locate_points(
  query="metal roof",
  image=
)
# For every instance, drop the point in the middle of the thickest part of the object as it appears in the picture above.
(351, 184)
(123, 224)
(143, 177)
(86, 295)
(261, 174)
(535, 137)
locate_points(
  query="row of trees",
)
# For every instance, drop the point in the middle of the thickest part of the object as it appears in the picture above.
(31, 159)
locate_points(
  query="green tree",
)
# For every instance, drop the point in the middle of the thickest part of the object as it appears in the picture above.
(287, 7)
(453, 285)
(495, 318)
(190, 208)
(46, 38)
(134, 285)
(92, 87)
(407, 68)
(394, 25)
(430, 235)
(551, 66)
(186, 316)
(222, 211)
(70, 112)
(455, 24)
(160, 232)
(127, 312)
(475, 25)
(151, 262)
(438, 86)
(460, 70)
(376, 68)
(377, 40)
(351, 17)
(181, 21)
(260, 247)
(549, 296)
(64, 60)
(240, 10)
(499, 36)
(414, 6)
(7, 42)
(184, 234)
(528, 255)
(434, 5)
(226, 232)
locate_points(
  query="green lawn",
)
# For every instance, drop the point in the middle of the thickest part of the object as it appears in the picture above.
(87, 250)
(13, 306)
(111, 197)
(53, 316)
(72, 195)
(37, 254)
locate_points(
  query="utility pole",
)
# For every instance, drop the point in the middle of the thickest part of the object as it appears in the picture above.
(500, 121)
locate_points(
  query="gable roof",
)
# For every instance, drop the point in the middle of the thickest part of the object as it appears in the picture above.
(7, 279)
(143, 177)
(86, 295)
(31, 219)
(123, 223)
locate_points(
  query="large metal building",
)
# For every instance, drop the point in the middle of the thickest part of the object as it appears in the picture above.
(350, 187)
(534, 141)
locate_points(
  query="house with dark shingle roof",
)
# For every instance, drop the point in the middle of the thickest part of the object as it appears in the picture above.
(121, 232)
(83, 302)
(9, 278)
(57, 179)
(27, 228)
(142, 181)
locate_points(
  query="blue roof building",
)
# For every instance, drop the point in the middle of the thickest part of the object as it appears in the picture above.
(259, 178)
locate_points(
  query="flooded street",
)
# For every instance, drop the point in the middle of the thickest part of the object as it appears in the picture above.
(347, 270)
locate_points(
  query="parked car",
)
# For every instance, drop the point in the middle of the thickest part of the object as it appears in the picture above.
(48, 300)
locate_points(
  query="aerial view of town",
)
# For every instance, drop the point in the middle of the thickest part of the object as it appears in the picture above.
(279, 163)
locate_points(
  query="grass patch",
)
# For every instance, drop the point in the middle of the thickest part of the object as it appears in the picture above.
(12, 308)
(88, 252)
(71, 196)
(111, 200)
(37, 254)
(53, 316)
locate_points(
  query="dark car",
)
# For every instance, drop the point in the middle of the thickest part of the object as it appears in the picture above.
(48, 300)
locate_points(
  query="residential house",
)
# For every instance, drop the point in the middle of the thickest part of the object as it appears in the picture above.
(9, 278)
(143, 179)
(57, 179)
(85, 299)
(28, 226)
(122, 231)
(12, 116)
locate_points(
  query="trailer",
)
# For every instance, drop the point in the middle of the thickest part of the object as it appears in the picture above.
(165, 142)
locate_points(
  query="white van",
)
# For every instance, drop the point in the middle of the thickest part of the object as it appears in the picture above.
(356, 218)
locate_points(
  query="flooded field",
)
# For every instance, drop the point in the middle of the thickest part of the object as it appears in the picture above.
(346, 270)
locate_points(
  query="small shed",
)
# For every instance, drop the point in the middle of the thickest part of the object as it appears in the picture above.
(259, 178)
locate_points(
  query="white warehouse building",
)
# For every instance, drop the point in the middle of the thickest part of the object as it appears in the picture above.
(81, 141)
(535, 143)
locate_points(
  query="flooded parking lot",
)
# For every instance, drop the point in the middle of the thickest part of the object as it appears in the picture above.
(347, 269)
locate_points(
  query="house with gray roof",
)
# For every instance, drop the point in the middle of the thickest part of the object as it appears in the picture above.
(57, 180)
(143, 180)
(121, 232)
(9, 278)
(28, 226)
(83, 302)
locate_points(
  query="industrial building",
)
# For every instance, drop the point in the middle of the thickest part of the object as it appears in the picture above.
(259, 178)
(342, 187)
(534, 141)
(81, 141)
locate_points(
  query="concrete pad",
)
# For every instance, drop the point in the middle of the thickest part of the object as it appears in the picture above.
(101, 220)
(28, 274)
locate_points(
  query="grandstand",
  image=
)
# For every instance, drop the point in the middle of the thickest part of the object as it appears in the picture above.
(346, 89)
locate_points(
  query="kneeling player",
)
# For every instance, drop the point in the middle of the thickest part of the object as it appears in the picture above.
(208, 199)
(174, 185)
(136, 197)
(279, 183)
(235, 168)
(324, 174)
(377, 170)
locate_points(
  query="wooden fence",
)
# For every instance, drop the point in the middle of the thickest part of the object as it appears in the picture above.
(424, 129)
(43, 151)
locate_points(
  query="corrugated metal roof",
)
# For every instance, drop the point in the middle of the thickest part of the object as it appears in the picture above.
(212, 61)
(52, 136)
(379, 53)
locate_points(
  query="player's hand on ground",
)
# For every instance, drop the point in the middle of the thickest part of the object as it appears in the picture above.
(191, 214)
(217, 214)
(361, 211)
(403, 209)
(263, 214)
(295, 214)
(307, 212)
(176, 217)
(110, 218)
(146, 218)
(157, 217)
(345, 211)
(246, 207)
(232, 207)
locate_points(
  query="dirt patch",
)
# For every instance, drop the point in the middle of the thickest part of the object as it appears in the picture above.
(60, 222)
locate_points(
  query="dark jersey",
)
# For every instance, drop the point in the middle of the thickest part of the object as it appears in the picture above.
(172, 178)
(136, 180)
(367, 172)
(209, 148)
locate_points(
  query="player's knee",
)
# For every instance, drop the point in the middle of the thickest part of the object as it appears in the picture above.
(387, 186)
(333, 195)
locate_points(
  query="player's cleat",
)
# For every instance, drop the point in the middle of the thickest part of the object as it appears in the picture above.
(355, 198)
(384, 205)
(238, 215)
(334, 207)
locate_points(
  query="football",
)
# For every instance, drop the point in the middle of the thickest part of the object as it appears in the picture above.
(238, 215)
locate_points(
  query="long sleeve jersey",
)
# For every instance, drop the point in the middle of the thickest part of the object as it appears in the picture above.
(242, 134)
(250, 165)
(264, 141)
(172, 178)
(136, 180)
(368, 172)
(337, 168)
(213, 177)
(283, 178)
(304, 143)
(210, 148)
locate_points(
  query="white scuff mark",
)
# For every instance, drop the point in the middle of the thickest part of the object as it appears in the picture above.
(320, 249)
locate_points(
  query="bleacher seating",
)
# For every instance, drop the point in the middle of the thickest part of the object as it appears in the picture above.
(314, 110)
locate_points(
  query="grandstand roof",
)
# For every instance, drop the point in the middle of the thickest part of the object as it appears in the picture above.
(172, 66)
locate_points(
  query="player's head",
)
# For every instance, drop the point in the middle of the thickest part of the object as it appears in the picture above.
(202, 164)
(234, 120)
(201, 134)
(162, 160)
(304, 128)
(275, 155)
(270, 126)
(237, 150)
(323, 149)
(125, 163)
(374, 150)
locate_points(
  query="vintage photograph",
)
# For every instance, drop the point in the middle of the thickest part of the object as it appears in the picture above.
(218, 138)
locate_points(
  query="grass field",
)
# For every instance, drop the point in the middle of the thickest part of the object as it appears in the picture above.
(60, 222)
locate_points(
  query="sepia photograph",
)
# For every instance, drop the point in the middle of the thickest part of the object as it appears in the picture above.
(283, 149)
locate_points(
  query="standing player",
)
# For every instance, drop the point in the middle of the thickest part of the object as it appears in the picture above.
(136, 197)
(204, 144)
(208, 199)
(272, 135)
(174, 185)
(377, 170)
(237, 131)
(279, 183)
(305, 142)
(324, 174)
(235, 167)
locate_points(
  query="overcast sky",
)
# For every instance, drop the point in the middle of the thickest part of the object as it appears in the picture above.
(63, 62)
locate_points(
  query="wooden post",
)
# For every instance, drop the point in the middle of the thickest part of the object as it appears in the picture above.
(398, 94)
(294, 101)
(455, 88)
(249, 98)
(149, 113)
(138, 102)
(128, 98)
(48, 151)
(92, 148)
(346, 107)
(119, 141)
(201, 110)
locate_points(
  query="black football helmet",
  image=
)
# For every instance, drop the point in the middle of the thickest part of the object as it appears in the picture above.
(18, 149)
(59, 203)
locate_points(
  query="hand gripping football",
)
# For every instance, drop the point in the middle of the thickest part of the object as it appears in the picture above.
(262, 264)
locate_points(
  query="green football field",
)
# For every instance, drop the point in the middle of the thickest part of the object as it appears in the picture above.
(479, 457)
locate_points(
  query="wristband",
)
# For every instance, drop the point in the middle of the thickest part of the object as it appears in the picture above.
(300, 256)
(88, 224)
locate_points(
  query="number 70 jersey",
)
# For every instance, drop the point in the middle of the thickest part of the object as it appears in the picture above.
-*-*-
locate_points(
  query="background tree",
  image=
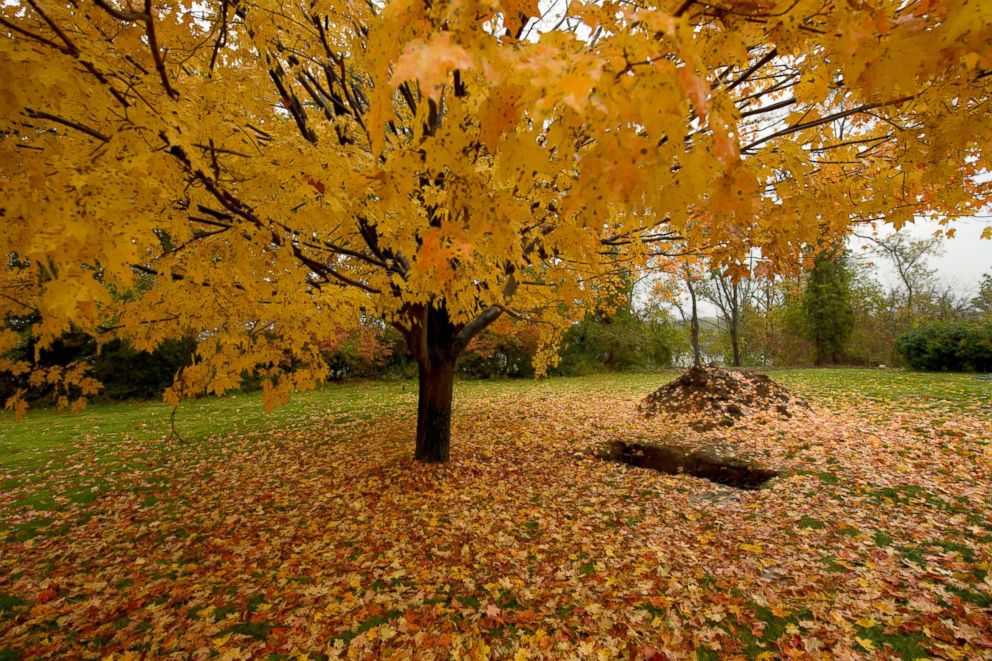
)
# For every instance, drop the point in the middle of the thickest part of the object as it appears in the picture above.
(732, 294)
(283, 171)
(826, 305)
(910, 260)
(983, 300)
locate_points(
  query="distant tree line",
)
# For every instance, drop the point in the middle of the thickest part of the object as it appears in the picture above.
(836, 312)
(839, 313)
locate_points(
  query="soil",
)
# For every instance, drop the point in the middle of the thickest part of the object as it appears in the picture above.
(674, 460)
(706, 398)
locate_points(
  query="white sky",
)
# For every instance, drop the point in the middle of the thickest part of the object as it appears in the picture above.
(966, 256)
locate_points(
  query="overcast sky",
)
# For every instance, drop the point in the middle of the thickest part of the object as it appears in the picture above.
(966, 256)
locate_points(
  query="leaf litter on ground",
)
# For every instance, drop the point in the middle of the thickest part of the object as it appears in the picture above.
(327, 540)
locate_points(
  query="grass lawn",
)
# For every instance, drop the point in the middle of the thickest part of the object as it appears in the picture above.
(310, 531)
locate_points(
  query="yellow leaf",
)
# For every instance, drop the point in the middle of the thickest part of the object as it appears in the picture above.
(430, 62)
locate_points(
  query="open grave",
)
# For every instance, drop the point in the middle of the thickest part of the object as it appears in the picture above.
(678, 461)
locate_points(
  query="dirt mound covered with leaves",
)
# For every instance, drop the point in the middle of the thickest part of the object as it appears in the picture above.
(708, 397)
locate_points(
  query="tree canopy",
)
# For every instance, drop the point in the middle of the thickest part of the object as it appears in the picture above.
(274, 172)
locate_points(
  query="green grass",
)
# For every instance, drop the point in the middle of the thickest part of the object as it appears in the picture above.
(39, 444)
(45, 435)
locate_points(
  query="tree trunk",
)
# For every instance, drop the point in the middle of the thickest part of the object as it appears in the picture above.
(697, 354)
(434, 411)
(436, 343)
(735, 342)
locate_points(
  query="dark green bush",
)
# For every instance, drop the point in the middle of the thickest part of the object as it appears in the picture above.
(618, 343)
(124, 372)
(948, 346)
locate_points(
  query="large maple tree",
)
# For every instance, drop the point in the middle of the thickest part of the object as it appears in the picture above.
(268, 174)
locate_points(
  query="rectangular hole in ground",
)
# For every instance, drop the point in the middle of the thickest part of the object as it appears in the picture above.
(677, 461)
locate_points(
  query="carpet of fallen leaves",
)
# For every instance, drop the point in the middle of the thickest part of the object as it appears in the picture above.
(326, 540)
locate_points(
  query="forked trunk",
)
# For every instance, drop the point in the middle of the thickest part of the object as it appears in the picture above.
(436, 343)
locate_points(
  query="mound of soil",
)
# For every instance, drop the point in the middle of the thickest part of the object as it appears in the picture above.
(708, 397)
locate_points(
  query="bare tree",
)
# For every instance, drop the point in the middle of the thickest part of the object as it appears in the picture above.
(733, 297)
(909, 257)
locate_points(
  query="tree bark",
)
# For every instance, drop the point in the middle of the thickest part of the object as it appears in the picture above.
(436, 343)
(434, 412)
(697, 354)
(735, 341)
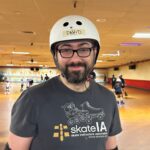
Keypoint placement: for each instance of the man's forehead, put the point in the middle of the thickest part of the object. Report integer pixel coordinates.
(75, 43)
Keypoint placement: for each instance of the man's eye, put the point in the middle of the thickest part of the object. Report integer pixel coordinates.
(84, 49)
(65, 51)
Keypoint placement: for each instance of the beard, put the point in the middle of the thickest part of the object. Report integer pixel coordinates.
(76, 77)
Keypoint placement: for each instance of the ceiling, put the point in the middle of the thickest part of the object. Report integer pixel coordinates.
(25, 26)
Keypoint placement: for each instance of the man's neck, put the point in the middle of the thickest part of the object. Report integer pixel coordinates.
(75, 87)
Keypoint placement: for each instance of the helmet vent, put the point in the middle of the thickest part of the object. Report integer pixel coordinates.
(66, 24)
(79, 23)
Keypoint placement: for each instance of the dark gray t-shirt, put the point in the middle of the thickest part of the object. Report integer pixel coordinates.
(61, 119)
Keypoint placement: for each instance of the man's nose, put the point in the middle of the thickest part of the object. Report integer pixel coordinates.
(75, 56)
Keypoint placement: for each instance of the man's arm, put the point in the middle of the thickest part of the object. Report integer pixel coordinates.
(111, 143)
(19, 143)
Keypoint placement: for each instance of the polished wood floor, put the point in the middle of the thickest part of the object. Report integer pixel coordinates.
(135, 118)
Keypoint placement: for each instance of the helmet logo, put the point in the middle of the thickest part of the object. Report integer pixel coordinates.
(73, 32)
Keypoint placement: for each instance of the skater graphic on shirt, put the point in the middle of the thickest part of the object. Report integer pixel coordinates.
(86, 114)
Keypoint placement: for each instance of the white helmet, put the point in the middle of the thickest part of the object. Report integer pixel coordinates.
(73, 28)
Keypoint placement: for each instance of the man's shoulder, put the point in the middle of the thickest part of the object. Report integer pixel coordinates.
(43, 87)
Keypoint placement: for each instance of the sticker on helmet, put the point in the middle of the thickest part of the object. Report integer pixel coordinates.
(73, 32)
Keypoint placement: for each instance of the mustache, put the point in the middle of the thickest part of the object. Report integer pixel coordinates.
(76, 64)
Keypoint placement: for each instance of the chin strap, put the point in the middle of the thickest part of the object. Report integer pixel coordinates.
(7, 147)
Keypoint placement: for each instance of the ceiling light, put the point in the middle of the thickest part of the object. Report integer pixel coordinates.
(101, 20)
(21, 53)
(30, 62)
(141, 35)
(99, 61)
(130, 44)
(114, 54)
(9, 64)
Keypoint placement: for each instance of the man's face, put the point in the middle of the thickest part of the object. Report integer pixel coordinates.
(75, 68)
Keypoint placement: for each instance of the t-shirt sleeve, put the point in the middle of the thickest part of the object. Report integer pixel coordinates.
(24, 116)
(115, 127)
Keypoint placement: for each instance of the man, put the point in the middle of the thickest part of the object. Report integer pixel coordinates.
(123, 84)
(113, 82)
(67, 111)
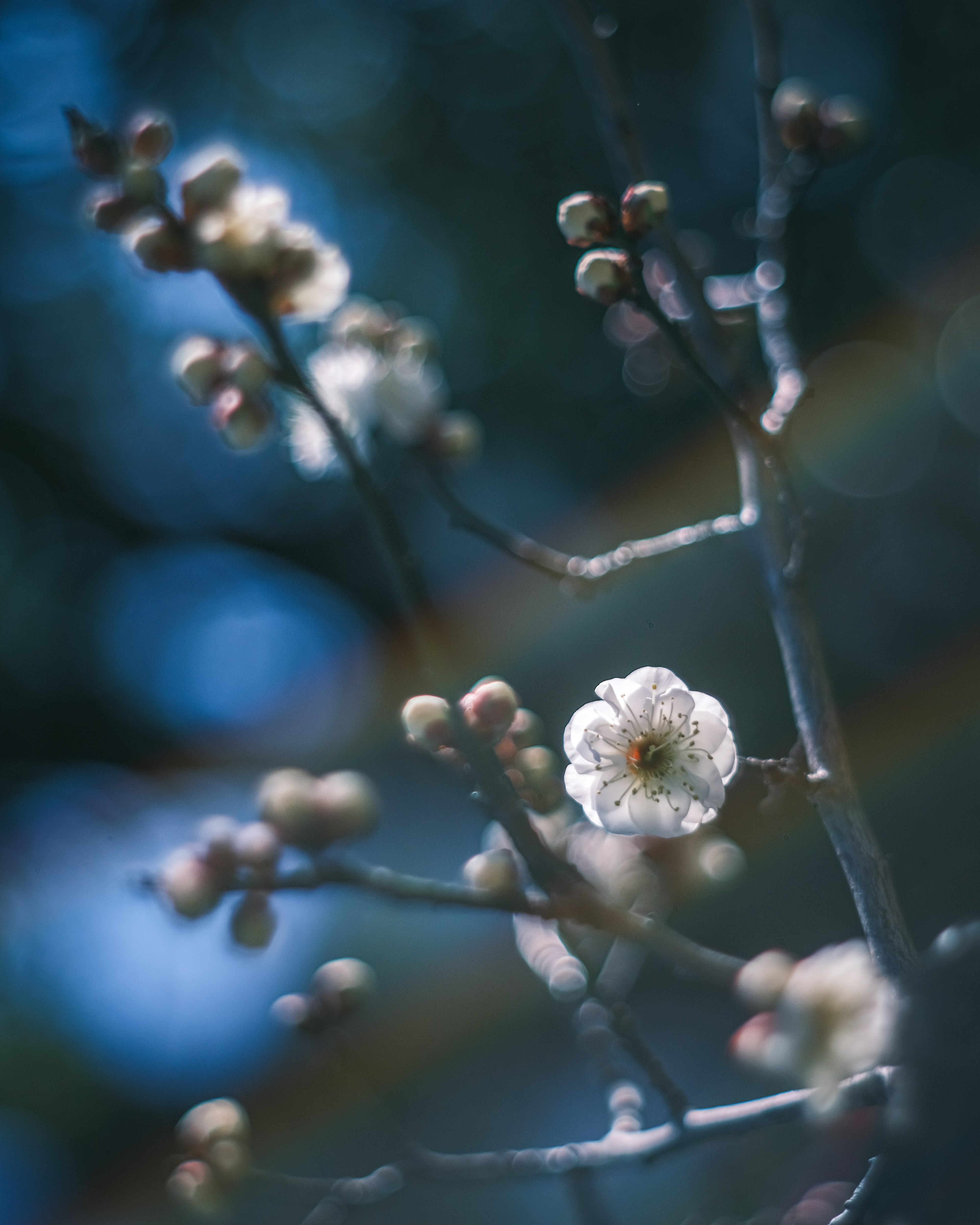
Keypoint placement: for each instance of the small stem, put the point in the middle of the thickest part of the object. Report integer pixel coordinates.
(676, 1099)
-*-*-
About this task:
Go through the records line by line, and copy each line that holds the string "wooden".

Response:
  query="wooden fence",
  query="wooden post",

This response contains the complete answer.